■ Texte extrait:
- - - - -

On se fait dire ce soir par quelqu'un de l'autre côté de la Chambre qu'on présente le projet de loi et que c'est fait en fonction de la liberté d'expression. Venant de la bouche de quiconque siégeant sur les des banquettes du gouvernement, j'ai énormément de difficulté à y croire et à croire en son bien-fondé.
Il faut que les gens qui nous écoutent sachent en quoi consiste le projet de loi . Essentiellement, il veut supprimer l'article 13 de la Charte canadienne des droits et libertés. L'article 13 interdit les propos haineux.
Or cet article a été jugé conforme à la loi par la Cour suprême. Il y a eu la décision d'un commissaire il y a quelques années. Cela va suivre son cours normal. Depuis ce temps-là, cela semble avoir un petit peu congelé tout le monde. Par contre, la Cour suprême avait déjà dit dans l'arrêt Taylor que l'article 13 était tout à fait conforme et qu'il était nécessaire dans une société libre et démocratique.
Il faut bien comprendre que dans la Charte canadienne des droits et libertés, il y a des limites pour chaque droit et liberté. Pour l'un, c'est un droit, et pour l'autre, cela s'arrête où le droit de l'autre commence.

- - - - -

■ Données fournies:
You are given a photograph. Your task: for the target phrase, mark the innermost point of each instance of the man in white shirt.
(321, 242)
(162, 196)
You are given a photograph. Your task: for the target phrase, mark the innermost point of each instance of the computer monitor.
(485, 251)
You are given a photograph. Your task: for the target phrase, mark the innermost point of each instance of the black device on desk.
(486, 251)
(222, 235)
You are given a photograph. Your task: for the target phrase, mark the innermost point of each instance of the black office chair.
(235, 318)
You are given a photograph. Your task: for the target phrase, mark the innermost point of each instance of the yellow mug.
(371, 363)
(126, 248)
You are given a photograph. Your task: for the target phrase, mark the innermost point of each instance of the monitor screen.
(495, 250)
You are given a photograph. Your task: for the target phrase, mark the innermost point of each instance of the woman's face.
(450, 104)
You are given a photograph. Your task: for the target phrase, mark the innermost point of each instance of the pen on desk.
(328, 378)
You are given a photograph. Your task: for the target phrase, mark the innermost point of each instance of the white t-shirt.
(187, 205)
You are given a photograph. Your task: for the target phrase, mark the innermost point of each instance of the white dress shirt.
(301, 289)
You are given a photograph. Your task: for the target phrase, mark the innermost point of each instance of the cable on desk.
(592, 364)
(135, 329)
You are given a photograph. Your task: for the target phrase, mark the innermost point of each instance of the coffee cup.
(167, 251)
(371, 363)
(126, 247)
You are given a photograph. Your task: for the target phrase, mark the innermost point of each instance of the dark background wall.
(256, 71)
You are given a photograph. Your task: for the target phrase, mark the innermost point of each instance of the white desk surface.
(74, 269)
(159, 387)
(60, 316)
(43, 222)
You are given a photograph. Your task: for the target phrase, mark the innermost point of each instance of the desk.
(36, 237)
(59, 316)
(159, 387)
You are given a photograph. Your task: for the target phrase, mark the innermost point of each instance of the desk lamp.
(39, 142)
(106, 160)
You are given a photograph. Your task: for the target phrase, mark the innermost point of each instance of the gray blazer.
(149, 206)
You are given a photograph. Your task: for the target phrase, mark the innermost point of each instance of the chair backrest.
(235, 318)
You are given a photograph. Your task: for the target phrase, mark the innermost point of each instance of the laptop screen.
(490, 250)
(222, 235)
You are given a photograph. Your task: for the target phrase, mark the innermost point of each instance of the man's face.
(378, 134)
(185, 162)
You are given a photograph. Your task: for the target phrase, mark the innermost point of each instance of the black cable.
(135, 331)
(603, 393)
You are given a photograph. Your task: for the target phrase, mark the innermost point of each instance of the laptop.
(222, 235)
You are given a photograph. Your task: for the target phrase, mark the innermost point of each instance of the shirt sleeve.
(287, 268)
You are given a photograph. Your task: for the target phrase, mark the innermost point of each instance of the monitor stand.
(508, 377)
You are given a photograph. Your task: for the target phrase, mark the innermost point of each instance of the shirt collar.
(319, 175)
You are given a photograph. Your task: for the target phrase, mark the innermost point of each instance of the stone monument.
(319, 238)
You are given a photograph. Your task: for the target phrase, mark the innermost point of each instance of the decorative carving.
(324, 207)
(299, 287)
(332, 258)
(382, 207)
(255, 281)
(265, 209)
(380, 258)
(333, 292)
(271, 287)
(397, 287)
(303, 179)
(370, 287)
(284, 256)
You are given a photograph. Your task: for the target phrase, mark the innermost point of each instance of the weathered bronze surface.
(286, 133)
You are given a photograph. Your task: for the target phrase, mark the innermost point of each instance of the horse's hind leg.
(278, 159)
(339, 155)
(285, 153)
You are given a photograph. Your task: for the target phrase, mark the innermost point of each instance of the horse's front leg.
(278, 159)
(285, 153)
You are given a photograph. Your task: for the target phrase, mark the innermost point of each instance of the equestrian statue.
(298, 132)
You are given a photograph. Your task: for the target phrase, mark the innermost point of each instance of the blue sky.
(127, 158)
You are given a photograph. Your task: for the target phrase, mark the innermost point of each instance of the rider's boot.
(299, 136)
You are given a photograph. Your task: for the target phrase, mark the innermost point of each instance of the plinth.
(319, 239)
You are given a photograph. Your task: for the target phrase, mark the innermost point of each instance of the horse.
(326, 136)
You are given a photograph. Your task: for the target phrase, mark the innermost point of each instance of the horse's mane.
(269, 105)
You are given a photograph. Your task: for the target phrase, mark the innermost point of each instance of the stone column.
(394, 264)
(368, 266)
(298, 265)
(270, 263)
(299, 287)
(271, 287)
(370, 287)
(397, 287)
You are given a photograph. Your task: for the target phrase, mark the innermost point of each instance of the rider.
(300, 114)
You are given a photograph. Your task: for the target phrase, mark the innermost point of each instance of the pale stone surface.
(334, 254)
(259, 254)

- - - - -

■ Exercices:
A – Répondez aux questions suivantes sur le discours concernant l'article 13 :
(i) Dans quel arrêt la Cour suprême s'est-elle prononcée sur l'article 13 ?
(ii) Dans quel type de société la Cour suprême a-t-elle jugé l'article 13 nécessaire ?
(iii) Selon le dernier paragraphe, où s'arrête un droit ?
B – Relevez, s'il vous plaît, toutes les phrases du discours sur l'article 13 qui contiennent l'expression « l'article 13 ».
C – Reprenez le discours sur l'article 13 à la suite de sa dernière phrase.

■ Réponses dans l'ordre:
A –
(i) Dans l'arrêt Taylor.
(ii) Dans une société libre et démocratique.
(iii) Là où le droit de l'autre commence.

B –
- Essentiellement, il veut supprimer l'article 13 de la Charte canadienne des droits et libertés.
- L'article 13 interdit les propos haineux.
- Par contre, la Cour suprême avait déjà dit dans l'arrêt Taylor que l'article 13 était tout à fait conforme et qu'il était nécessaire dans une société libre et démocratique.

C –
Il faut arrêter de faire peur au monde, ce qui est l'autre spécialité du gouvernement. Il fait peur aux gens comme si le bon citoyen se faisait poursuivre allègrement devant les tribunaux en regard de son droit à la liberté d'expression et qu'il dépensait des fortunes. Il n'y en a pas eu des tonnes. Ce n'est pas comme si tout le monde courait à la Commission des droits de la personne pour déposer des recours en fonction de l'article 13 pour se plaindre que quelqu'un a tenu des propos haineux. Je dis bien des propos haineux. La loi définit aussi les propos haineux. Ce n'est pas un petit fardeau de preuves. Ce n'est pas seulement dire à quelqu'un qu'on n'aime pas sa tête. Cela ne serait certainement pas considéré comme des propos haineux.
Par contre, j'ai reçu un tweet où on me demande ce que je vais faire comme députée de Gatineau dans un dossier où on associe mon ancien chef, malheureusement décédé cet été, à quelqu'un de la Gestapo et qu'on le compare à Hitler dans un site Internet appelé Park Avenue Gazette, sans vouloir lui faire de la publicité. C'est tellement dégueulasse qu'on a des haut-le-coeur quand on lit des choses comme cela. On y sort des choses et on met des symboles de ce qui s'est passé lors de la Seconde Guerre mondiale, et on accole cela à des gens qui sont des êtres humains. On imagine comme ces gens ou leur famille se sentent quand ils voient ces choses.
On se fait toujours dire par les gens d'en face que le Code criminel prévoit déjà des choses. Le député de n'a pas répondu à ma question.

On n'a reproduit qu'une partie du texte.